- [Exercices à faire]
a: Répondez, s'il vous plaît, à ces questions sur la présentation du spectacle PESSOA :
(i) À quelles dates et dans quel théâtre le spectacle est-il donné ?
(ii) Dans combien de langues les acteurs restituent-ils la parole de l'auteur ?
(iii) Quel éditeur a publié le Cancioneiro cité à la fin, et en quelle année ?
b: Poursuivez la présentation du spectacle PESSOA à partir de l'endroit où elle s'arrête.

- [Extrait du document]

+ + +

Du 5 au 16 novembre au TDV - Sarah Bernhardt, Festival d’Automne à Paris.
PESSOA Since I’ve been me par Robert Wilson.
Né d’une proposition du Théâtre de la Ville en association avec le Teatro della Pergola à Florence, le nouveau spectacle de Bob Wilson - PESSOA Since I’ve been me (Depuis que je suis moi), met en scène de fascinants jeux de miroirs suggérés par la diversité des écritures inventées par le poète, celles de ses fameux hétéronymes et de lui-même, tels Le Gardeur de troupeaux d’Alberto Caeiro, Ode maritime d’Alvaro de Campos, Odes de Ricardo Reis, Le Livre de l’Intranquillité de Bernardo Suarès et de Message, Cancioneiro de Pessoa en personne.
Diversité à laquelle fait écho la virtuosité des acteurs qui incarnent une rêverie chatoyante et loufoque, restituant la parole de l’auteur dans quatre langues.
« A défaut d’expliquer Pessoa, cet écrivain de la modernité, on essaye de le situer. Fils dévoyé du romantisme, il est issu des poètes allemands, anglais et français du début du XIXème siècle, passe par Baudelaire jusqu’au surréalisme. Il exalte le sentiment et l’imagination, mais en même temps, contre eux, il place l’intelligence et, contre l’intelligence, l’instinct. Le lecteur portugais est sensible à des harmoniques de cette poésie que le lecteur français ne perçoit pas…
L’intellectualité revient à la conscience critique et à l’esthétique du « soupçon » : Poe, Mallarmé, Huysmans, Valéry, Pirandello, Pound, Proust, Svevo, Eliot, Borges, Blanchot. La révolte prométhéenne des poètes « voleurs de feu », redonnant à l’homme des pouvoirs perdus, conduit à Hölderlin, Nietzsche, Rimbaud, Lautréamont, Whitman, Emerson, Rilke…Avec les plus proches, Kafka et Michaux : la description de la condition de l’homme doublement exilé : emprisonné et exilé.
A travers ses hétéronymes, Pessoa… a sans cesse changé… Chrétien et païen, intellectuel et paysan, solitaire enfermé dans une tour d’ivoire et homme aux semelles de vent, il a voulu être tout cela à la fois, par la magie du langage poétique, voulant « s’envoler autre ». Mais il ne réussit jamais à coïncider avec lui-même ni à devenir vraiment un autre. Il est « dans l’intervalle », et c’est dans cet intervalle que se construit son oeuvre, mais c’est aussi cette béance qui lui donne sa profondeur inquiétante : il est notre contemporain. » (Préface de Robert Bréchon, Cancioneiro, Oeuvres de Fernando Pessoa, publiées par Robert Bréchon et Eduardo Prado Coelho, Christian Bourgois éditeur, 1988).

+ + +

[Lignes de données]
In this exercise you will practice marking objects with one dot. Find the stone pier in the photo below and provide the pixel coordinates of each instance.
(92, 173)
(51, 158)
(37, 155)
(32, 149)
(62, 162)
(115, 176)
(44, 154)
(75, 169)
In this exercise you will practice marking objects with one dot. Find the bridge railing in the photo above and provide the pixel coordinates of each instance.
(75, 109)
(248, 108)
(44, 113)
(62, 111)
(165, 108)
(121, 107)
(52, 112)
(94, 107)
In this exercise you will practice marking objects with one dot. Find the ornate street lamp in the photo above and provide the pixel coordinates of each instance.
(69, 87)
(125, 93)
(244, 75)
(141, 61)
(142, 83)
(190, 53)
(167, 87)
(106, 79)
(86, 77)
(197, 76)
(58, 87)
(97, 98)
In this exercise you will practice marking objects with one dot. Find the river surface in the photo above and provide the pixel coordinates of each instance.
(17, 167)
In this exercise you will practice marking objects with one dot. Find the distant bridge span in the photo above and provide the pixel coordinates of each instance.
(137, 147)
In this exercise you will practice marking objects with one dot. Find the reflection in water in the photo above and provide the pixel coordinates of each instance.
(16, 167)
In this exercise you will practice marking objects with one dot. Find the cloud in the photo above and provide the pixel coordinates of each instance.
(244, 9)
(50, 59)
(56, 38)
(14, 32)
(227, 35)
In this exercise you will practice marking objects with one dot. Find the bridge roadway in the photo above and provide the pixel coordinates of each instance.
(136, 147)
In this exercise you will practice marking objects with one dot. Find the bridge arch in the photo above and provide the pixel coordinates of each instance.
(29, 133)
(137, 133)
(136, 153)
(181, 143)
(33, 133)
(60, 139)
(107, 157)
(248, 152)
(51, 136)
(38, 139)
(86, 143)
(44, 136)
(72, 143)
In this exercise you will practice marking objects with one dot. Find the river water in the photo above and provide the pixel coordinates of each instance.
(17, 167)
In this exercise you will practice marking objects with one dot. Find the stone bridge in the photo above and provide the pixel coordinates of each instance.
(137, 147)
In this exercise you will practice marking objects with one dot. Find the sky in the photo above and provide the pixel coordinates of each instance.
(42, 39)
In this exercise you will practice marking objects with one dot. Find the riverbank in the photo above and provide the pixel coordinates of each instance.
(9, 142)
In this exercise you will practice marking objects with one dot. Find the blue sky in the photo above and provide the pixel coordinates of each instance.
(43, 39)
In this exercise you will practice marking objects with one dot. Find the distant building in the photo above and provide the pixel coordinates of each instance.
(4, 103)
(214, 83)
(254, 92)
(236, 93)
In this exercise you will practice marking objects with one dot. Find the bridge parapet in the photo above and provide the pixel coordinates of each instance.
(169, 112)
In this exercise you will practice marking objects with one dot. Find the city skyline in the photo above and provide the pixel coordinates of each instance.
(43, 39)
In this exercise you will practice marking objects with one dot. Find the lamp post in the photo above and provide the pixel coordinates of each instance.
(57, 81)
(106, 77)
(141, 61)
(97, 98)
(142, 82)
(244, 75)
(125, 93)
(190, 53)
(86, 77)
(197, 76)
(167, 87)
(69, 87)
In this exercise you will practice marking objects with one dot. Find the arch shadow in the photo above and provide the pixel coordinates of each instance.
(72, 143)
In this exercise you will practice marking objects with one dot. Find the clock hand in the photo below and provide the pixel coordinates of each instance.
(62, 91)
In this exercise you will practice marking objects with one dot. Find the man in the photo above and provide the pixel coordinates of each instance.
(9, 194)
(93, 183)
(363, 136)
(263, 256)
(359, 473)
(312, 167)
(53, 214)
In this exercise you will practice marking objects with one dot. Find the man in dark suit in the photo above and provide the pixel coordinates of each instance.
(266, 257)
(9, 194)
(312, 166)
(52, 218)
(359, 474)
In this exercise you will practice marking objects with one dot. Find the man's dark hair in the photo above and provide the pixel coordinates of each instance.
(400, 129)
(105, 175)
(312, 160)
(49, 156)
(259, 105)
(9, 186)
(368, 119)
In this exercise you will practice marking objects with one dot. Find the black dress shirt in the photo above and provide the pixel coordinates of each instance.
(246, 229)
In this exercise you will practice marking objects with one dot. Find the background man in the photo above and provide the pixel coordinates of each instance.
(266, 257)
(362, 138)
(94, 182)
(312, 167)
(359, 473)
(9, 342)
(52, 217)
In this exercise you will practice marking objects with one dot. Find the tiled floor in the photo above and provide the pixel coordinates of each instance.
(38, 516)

+ + +

- [Résultats dans l'ordre]
a:
(i) Du 5 au 16 novembre, au TDV - Sarah Bernhardt.
(ii) Dans quatre langues.
(iii) Christian Bourgois éditeur, en 1988.

b:
Et cet intervalle entre l’extérieur - la vie qui va autour de soi - et entre l’intérieur - la conscience -, est bien aussi cet espace privilégié de Bob Wilson - cette immense page blanche du mur du lointain qu’il anime d’élégantes figures esthétisantes inouïes - des poseurs et poseuses de film muet d’animation d’époque, des figurines stéréotypées de band dessinée, caricaturales, et en même temps, éloquentes.
Pour décor sur le lointain, l’image d’un vaste océan où se distinguent petit voilier et énorme paquebot, un rappel du voyage d’enfance peut-être de Pessoa quand il quitte l’Afrique du Sud natale pour rejoindre son pays le Portugal. Des vagues de flux et de reflux, démultipliées, résonnent dans une puissance majestueuse. Au-dessus, sous une musique douce et lancinante qui accueille le spectateur, apparaît un immense stylo à encre rouge, tachant la toile de points rouges qui signifient les différents hétéronymes de Pessoa - des rappels de couchers de soleil de Monet.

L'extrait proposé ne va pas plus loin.